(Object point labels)
━━━━━━━━━━━━━━━━

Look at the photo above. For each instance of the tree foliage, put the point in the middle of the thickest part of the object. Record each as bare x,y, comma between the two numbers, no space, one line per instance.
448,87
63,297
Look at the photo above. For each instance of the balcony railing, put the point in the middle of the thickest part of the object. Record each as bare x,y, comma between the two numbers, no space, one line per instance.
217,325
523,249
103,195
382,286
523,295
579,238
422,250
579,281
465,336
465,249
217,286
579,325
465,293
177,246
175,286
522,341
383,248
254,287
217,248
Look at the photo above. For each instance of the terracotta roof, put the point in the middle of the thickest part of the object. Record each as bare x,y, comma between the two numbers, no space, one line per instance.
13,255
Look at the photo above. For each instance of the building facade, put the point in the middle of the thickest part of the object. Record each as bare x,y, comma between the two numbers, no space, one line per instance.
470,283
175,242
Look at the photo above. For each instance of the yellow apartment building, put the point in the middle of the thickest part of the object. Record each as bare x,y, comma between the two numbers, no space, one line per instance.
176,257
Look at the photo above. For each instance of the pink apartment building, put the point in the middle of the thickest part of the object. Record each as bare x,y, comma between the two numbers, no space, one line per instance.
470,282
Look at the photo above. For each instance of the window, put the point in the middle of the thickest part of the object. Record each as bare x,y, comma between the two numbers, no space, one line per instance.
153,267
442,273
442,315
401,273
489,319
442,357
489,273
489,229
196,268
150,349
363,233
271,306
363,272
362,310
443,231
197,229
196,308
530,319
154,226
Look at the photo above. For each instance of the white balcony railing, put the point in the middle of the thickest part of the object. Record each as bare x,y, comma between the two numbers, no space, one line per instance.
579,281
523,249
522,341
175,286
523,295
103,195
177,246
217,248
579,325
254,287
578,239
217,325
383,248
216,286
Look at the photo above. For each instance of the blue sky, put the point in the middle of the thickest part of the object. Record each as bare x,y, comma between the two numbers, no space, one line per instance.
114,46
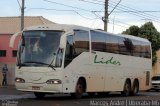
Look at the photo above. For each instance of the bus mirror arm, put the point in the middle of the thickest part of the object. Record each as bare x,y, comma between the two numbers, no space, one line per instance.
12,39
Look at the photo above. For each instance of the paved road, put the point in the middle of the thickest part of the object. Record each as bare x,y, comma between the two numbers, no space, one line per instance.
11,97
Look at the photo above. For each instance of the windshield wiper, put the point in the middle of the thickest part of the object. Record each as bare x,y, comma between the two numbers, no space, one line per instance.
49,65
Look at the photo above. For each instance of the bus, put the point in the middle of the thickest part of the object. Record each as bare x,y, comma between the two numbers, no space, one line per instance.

━━━━━━━━━━━━━━━━

WRITTEN REQUEST:
Take the records above from the line with "Look at the photo above. For each instance of the white" down to their last line and please copy those lines exactly, without the pictures.

SOLVED PROBLEM:
Look at the photo above. For each instance of the white balcony railing, put the point in the middle of the thickest part of the object. Record each as bare x,y, comma between the two numbers, no space, one line per instance.
579,281
523,249
522,341
175,286
523,295
103,195
177,246
217,248
579,325
254,287
578,239
217,325
383,248
216,286
Look at the photo above. For each instance of the blue sky, put the point in the middle of the thickest part of the object. Record each as bare x,y, comma between the two numbers, no space, one line per instance.
114,46
Look at the photo above. For each instance of the bus mirror arm, put the point in the middle of the thickest part of the object. Record each as bare x,y, comma between the two numbers, no space, one line per instance.
12,39
Look at the photo above. For each instance of the paved road, put the point in the middle of the thickest part of the object. Record each as bare x,y, comma between the two numbers, no space, one line per instance.
11,97
Look at the photo above. For each instance of the windshield wiper, put the point in the middle of the thickest part of the object. Record each as bare x,y, comma between the two numbers, no space, one line per instance.
49,65
Look at the photo above. For each instance of the bus, put the point in the middle of the thickest part of the object. Record each as bare x,y, comma between the two numbers, no space, one line per instance.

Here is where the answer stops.